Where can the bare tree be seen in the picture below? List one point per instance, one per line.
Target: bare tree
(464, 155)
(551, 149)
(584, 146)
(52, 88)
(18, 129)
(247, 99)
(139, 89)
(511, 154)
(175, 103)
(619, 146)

•••

> _Work task_
Line by line, give the material above again exactly.

> _Result for this exercise_
Where can the bare tree be seen in the picture below? List one point per instance, one per line.
Target: bare tree
(464, 155)
(551, 149)
(584, 146)
(52, 88)
(18, 129)
(247, 99)
(139, 89)
(511, 154)
(175, 103)
(619, 146)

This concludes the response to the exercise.